### Your objective
Please repeat each line below exactly, with no images in the copy.

### Records to use
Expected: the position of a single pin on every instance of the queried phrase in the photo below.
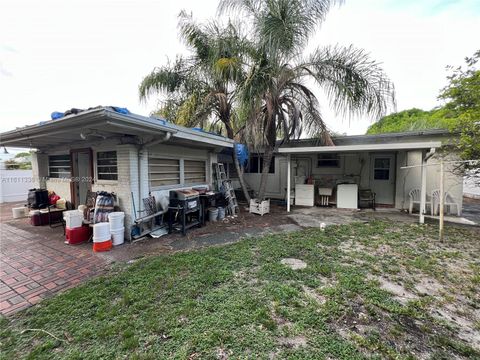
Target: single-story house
(105, 150)
(372, 162)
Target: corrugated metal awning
(361, 147)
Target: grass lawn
(375, 290)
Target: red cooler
(77, 235)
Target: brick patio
(36, 263)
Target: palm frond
(354, 84)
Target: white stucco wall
(14, 185)
(132, 168)
(409, 179)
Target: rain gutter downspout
(141, 148)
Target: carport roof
(108, 123)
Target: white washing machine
(347, 196)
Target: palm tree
(280, 105)
(200, 88)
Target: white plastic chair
(448, 203)
(414, 196)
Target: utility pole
(442, 201)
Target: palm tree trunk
(239, 169)
(231, 135)
(267, 159)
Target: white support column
(423, 189)
(289, 161)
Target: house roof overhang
(361, 147)
(105, 123)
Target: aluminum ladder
(224, 184)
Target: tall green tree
(462, 101)
(200, 89)
(277, 104)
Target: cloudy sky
(55, 55)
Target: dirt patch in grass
(294, 264)
(292, 342)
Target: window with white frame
(255, 165)
(107, 165)
(194, 171)
(163, 171)
(328, 160)
(59, 166)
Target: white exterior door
(382, 178)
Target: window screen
(256, 165)
(328, 160)
(59, 166)
(381, 169)
(162, 171)
(194, 171)
(107, 165)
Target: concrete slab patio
(35, 263)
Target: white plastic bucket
(73, 218)
(101, 232)
(221, 213)
(213, 214)
(18, 212)
(118, 236)
(116, 220)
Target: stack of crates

### Finished exercise
Expected: the position of a single pin on every instance of the queried phrase in the photo below.
Target: single-story house
(105, 150)
(372, 162)
Target: corrugated metal awning
(361, 147)
Target: grass lawn
(375, 290)
Target: red cooler
(77, 235)
Target: brick patio
(36, 263)
Target: palm frond
(354, 84)
Target: white stucco wall
(14, 185)
(132, 168)
(409, 179)
Target: rain gutter downspout
(141, 148)
Target: carport roof
(108, 123)
Target: white washing machine
(347, 196)
Target: palm tree
(280, 105)
(200, 88)
Target: white plastic chair
(448, 203)
(414, 196)
Target: utility pole
(442, 201)
Target: palm tree trunk
(239, 169)
(231, 135)
(267, 159)
Target: white support column
(423, 189)
(289, 161)
Target: house roof overhang
(361, 147)
(105, 123)
Target: aluminum ladder
(224, 184)
Target: tall green tree
(462, 101)
(200, 89)
(277, 104)
Target: cloudy sky
(55, 55)
Target: dirt patch in grass
(294, 264)
(292, 342)
Target: window with white frame
(255, 165)
(107, 165)
(194, 171)
(163, 171)
(328, 160)
(59, 166)
Target: white exterior door
(382, 178)
Target: window screen
(256, 165)
(328, 160)
(59, 166)
(381, 169)
(162, 171)
(194, 171)
(107, 165)
Target: concrete slab patio
(35, 263)
Target: white plastic bucket
(73, 218)
(101, 232)
(221, 213)
(213, 214)
(18, 212)
(118, 236)
(116, 220)
Target: stack of crates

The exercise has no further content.